Exercise materials:
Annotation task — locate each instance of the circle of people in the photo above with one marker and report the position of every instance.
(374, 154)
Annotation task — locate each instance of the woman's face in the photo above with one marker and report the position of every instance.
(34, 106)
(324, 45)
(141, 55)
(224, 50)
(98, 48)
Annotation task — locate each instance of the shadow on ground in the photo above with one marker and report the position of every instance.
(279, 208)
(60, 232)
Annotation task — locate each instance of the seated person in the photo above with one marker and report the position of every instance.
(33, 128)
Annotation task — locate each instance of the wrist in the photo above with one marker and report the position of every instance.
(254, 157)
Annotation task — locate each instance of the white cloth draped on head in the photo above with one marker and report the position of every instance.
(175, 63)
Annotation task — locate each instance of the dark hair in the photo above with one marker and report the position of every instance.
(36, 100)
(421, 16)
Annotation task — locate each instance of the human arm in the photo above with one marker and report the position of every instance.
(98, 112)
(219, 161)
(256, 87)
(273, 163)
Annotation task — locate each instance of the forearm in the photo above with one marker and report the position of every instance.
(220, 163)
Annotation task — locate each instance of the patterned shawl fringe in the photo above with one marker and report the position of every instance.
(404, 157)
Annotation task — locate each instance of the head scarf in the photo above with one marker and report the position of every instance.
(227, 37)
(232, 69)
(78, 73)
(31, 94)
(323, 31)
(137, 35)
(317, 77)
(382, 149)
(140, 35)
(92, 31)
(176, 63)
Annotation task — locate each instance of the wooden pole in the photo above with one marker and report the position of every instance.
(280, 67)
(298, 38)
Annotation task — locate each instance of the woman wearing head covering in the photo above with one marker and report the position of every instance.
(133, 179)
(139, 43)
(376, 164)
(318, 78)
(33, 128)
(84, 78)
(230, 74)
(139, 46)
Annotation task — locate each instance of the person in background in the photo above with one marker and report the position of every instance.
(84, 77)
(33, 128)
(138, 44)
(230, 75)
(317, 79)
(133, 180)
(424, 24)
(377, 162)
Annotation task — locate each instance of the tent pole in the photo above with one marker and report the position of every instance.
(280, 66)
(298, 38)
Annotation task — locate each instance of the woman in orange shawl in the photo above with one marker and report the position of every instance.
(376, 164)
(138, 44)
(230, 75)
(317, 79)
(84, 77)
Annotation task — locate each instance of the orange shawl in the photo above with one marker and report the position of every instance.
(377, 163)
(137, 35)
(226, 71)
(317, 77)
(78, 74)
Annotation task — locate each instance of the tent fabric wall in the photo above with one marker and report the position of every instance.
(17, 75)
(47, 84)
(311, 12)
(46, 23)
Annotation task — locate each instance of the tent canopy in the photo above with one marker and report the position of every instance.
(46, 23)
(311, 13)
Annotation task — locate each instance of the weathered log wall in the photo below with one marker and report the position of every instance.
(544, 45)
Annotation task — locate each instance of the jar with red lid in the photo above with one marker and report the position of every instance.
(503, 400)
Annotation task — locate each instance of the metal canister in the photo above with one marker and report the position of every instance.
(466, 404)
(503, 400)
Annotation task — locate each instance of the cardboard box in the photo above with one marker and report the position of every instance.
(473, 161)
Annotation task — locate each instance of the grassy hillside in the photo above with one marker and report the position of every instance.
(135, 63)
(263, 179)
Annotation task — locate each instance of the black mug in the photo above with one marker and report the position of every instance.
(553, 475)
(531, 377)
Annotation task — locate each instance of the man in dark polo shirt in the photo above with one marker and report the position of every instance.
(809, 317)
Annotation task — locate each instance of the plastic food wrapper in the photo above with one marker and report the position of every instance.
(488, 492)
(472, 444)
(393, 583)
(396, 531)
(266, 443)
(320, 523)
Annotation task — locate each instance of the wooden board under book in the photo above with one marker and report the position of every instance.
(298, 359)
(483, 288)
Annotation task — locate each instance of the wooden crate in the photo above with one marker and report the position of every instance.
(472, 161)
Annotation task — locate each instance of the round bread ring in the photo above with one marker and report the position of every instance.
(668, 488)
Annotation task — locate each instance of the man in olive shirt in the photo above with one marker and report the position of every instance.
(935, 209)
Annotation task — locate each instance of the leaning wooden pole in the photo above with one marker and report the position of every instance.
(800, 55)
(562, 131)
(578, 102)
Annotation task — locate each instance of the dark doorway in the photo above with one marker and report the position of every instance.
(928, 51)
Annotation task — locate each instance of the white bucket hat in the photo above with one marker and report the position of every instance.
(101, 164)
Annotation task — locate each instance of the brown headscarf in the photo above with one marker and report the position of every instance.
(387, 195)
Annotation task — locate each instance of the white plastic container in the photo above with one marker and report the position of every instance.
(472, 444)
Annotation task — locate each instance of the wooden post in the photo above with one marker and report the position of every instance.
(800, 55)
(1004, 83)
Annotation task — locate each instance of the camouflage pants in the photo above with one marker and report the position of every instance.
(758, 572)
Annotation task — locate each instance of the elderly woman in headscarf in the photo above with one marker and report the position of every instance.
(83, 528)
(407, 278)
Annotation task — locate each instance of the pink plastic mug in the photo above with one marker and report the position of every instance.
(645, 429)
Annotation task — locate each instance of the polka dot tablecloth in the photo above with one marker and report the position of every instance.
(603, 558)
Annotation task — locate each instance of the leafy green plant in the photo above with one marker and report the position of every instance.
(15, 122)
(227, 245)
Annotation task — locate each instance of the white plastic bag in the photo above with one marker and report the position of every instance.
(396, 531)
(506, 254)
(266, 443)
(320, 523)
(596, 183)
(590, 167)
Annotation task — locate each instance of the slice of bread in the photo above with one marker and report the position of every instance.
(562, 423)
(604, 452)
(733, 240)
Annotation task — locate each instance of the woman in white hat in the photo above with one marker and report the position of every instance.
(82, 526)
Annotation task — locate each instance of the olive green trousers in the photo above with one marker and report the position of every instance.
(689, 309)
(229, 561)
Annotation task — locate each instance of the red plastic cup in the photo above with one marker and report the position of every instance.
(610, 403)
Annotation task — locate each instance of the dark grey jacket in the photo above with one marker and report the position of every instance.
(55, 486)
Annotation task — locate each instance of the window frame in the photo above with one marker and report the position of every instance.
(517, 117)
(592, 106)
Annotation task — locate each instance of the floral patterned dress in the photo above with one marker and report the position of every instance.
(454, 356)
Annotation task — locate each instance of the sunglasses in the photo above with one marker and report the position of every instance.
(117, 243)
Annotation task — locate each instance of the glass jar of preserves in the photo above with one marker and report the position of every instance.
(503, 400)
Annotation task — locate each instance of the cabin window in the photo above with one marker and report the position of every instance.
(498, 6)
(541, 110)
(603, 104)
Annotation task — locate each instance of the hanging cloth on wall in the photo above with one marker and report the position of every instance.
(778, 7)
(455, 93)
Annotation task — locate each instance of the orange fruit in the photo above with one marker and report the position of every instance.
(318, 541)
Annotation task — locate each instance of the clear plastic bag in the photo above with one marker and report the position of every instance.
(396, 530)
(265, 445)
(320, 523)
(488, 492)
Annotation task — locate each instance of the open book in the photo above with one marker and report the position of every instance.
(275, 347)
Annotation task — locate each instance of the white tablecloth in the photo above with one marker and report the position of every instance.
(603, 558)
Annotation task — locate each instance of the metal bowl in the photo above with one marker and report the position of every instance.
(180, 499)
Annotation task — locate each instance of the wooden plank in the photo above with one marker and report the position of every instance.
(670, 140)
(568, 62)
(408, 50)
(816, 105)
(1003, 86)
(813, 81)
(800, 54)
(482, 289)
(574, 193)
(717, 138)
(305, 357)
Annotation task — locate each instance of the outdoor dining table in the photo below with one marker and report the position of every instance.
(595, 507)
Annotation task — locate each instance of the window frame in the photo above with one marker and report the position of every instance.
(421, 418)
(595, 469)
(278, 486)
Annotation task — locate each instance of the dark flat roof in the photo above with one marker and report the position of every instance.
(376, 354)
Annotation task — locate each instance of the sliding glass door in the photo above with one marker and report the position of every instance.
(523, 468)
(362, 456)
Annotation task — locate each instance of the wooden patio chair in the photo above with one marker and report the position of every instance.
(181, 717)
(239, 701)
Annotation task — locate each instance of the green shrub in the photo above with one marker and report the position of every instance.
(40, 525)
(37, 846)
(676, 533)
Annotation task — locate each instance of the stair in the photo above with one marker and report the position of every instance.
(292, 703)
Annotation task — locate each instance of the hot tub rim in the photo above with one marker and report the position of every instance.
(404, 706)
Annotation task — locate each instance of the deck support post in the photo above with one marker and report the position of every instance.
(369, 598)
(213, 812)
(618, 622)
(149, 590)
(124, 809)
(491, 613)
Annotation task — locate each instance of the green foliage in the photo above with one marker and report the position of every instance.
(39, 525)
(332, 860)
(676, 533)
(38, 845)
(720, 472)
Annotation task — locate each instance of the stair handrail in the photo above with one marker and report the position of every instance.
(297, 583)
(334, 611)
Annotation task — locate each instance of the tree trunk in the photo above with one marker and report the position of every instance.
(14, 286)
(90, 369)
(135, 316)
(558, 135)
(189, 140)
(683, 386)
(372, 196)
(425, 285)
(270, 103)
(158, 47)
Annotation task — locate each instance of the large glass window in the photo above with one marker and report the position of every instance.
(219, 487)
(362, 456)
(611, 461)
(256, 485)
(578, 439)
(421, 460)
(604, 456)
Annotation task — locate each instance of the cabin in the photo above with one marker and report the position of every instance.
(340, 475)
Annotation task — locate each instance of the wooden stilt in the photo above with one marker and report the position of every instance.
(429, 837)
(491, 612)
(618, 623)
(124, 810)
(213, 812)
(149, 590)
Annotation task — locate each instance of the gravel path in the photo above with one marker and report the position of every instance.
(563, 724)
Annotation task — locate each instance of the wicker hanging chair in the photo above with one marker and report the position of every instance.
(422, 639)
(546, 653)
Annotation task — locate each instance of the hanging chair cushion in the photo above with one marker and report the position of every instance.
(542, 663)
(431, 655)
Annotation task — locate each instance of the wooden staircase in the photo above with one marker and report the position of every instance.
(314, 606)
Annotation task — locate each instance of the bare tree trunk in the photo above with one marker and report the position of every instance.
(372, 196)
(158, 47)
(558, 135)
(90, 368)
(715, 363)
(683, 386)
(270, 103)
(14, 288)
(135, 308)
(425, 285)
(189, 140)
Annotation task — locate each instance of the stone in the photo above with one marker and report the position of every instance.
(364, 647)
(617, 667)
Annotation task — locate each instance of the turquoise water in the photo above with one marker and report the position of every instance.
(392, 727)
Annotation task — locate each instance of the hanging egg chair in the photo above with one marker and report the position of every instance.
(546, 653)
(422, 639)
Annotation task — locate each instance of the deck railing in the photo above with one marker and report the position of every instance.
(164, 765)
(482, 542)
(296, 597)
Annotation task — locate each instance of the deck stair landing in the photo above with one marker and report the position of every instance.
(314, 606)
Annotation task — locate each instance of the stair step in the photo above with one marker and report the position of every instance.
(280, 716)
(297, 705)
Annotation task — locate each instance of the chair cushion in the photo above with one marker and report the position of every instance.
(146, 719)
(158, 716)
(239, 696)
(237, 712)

About this task:
Your task is to write out the lines from the one with "Annotation task — locate each instance of the chair" through the end of the records, exactly and with nothing added.

Solution:
Annotation task — locate each instance of the chair cushion in the photo above with one marker and report the position of every instance.
(146, 719)
(158, 716)
(239, 696)
(237, 712)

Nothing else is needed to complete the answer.